Tout d'abord la Révélation n'a rien à craindre des démonstrations de la "science" (philosophie) puisque la Révélation rapporte la Vérité. La philosophie ne pourra que conclure aux mêmes résultats. Si des divergences apparaissent, il faut alors interpréter les énoncés de la Révélation pour les rendre conformes à ceux de la philosophie. Ce procédé ne diminue en rien la Révélation car le Livre comporte déjà un certain nombre d'énoncés qui impliquent d'être interprétés, comme la Sourate III, 7, le mentionne clairement. Or il se trouve qu'il est impossible d'établir qu'aucun consensus n'ait jamais été trouvé sur aucun d'entre eux. En conséquence, un philosophe ne peut être accusé d'être infidèle si les conclusions auxquelles il arrive se trouvaient être en désaccord avec un énoncé du Livre et il appartient aux Théologiens, si le savant ne s'est pas trompé, de trouver l'interprétation qui convient.

◆ LES DONNÉES

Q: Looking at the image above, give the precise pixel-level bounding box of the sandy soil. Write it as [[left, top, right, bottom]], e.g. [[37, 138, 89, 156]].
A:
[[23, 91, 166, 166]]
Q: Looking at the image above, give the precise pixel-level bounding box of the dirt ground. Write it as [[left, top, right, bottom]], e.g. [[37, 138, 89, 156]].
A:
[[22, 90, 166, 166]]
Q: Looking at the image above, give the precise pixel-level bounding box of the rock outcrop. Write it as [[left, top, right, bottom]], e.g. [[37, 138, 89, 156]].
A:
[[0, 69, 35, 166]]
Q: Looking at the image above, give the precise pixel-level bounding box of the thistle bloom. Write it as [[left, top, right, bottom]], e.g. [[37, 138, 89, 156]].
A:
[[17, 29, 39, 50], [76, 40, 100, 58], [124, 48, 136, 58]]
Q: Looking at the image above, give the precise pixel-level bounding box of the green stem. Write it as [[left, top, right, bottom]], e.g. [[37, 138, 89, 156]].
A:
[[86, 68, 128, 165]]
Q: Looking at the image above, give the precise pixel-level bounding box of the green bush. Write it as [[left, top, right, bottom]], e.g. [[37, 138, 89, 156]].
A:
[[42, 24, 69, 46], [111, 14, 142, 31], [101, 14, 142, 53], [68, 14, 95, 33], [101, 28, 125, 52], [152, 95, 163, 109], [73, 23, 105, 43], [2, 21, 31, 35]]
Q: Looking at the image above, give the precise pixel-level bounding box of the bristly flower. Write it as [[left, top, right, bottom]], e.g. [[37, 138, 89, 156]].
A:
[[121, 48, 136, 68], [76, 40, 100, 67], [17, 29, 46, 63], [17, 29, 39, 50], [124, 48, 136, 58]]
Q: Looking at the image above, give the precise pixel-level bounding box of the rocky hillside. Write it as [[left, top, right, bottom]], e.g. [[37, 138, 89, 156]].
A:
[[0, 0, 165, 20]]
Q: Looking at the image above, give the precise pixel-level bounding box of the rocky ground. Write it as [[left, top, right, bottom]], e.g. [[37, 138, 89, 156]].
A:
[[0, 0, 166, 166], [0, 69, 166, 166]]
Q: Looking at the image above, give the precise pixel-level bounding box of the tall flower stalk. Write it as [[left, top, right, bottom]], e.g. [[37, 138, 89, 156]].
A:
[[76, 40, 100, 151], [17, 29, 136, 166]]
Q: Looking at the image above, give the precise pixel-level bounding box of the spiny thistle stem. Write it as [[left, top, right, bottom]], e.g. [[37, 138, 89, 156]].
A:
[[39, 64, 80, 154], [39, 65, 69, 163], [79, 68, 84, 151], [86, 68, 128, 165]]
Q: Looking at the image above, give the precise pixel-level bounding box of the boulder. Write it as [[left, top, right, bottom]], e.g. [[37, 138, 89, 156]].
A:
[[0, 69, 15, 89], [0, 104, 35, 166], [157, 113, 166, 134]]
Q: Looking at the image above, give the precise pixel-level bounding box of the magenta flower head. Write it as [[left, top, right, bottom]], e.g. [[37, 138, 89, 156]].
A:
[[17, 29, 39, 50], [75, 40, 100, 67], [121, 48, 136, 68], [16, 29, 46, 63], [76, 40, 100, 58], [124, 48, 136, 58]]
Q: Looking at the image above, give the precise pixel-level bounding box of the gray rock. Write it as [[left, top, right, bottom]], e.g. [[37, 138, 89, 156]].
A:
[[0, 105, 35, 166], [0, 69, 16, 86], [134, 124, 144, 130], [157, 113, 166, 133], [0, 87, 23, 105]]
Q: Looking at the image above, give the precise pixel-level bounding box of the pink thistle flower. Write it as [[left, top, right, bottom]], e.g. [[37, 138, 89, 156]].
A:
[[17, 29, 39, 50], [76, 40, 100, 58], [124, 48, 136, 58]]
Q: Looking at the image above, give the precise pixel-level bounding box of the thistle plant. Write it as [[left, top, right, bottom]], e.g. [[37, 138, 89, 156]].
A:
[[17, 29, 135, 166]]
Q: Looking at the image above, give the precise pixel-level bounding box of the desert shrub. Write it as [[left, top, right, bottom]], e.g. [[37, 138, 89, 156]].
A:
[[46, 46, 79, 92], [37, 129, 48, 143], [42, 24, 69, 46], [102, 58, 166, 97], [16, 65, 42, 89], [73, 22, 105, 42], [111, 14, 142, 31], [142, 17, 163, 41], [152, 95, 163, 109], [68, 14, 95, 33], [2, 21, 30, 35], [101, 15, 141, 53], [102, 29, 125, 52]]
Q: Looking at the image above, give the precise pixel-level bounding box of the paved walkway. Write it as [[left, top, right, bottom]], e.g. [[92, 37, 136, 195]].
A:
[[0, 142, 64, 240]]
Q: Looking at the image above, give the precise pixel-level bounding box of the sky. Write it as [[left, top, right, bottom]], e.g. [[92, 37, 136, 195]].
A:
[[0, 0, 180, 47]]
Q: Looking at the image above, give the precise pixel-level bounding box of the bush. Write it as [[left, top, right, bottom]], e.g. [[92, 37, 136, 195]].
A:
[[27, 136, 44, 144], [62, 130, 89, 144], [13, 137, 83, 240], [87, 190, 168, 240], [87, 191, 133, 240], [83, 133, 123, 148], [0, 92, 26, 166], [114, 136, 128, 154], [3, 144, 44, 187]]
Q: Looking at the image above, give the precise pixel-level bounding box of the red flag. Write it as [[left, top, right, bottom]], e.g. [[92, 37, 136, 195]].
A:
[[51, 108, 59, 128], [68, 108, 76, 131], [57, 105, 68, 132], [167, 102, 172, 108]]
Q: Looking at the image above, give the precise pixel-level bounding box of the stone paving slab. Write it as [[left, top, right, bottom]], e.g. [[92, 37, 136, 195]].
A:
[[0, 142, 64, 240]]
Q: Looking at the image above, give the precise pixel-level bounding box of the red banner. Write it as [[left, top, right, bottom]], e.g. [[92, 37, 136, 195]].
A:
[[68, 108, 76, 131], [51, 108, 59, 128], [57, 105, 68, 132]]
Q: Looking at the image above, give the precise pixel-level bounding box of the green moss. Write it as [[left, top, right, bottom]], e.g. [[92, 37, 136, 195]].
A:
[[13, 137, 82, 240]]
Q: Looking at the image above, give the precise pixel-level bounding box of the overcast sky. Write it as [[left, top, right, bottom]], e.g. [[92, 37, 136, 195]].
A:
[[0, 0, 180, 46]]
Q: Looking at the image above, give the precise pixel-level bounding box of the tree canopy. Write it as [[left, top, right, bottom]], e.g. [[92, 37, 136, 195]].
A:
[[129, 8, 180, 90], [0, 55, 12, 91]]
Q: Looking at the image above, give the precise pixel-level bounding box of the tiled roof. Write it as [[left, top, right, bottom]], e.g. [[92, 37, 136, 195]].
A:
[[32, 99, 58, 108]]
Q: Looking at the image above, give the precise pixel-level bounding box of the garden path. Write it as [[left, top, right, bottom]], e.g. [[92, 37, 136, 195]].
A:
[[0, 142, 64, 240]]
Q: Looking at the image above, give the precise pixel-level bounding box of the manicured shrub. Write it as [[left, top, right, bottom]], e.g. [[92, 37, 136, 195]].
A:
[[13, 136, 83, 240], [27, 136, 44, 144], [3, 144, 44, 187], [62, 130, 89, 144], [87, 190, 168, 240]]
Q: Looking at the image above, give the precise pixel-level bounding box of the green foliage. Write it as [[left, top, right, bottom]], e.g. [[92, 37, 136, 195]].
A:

◆ CONSIGNES
[1] Dans le texte sur la Révélation et la philosophie, à qui revient-il de trouver l'interprétation qui convient lorsque le savant ne s'est pas trompé ?
[2] Dans les entrées, substituez "slate roof" à "tiled roof" en partant de la ligne qui contient "of the tree" et en allant jusqu'à celle qui contient "[[32, 99, 58, 108]]". Redonnez seulement ces lignes, sans rien y changer d'autre.

◆ RÉPONSES PAR TÂCHE
[1] Aux Théologiens.

[2]
Q: Looking at the image above, give the precise pixel-level bounding box of the tree canopy. Write it as [[left, top, right, bottom]], e.g. [[92, 37, 136, 195]].
A:
[[129, 8, 180, 90], [0, 55, 12, 91]]
Q: Looking at the image above, give the precise pixel-level bounding box of the slate roof. Write it as [[left, top, right, bottom]], e.g. [[92, 37, 136, 195]].
A:
[[32, 99, 58, 108]]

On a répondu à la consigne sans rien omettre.